PAGE EXCERPT —
================

I woke up at 4.30am again and this time I couldn’t get back to sleep at all, although as I had gone to bed very early (10.30pm), I had still had about six hours of sleep, which is the absolute minimum I need to function. Despite that, I felt better than I had done all week, both emotionally and physically, and got up very early.
While davening Shacharit (saying Morning Prayers), I started to feel light-headed again, and when I had finished I went back to bed, and apparently feel asleep for three hours (interrupted by my parents briefly saying goodbye on their way to a routine hospital appointment), until I was woken by the cleaner arriving at midday, shortly before my parents. I was rather disorientated and unsure whether they had come back home or not, which confused things further.
As this indicates, I’m still getting hot flushes, light-headedness and tremor (more frequent and severe than my occasional social anxiety tremor) periodically through the day. I’ve gone back to thinking it’s a medication change side-effect, but who really knows at this stage? I feel rather confused and vaguely concerned.
***
In terms of activity, I managed a half-hour walk, an hour and a half of work on my novel and an hour or so of Torah study, as well as watching a film (Zootropolis) simultaneously with PIMOJ and then having a WhatsApp call afterwards.
***
Life can be an endless stream of self-doubt if you don’t have good self-esteem. I was worrying today if my divrei Torah (Torah thoughts) have declined in quality lately. No one has said that, but then I haven’t had much praise for them either. I suppose most people don’t give me any feedback at all and I wonder what they think or if they are even still reading.

================

WHAT YOU WILL DO —
(a) Rewrite the part of the journal entry that opens with the words "While davening Shacharit" and closes with "and vaguely concerned.", putting "shaking" in place of "tremor".
(b) Answer these questions from the journal entry:
(i) At what time had the writer gone to bed?
(ii) What woke the writer at midday?
(iii) Which film did the writer watch simultaneously with PIMOJ?

RECORDED DATA —
================

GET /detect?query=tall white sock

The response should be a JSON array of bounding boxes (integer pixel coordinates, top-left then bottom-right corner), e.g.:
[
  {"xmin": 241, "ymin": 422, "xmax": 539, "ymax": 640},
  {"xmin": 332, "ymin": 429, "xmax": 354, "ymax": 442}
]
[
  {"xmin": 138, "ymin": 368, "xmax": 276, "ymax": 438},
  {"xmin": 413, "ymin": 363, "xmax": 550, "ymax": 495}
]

================

RESULTS OF THE TASKS —
(a)
While davening Shacharit (saying Morning Prayers), I started to feel light-headed again, and when I had finished I went back to bed, and apparently feel asleep for three hours (interrupted by my parents briefly saying goodbye on their way to a routine hospital appointment), until I was woken by the cleaner arriving at midday, shortly before my parents. I was rather disorientated and unsure whether they had come back home or not, which confused things further.
As this indicates, I’m still getting hot flushes, light-headedness and shaking (more frequent and severe than my occasional social anxiety shaking) periodically through the day. I’ve gone back to thinking it’s a medication change side-effect, but who really knows at this stage? I feel rather confused and vaguely concerned.

(b)
(i) 10.30pm
(ii) The cleaner arriving
(iii) Zootropolis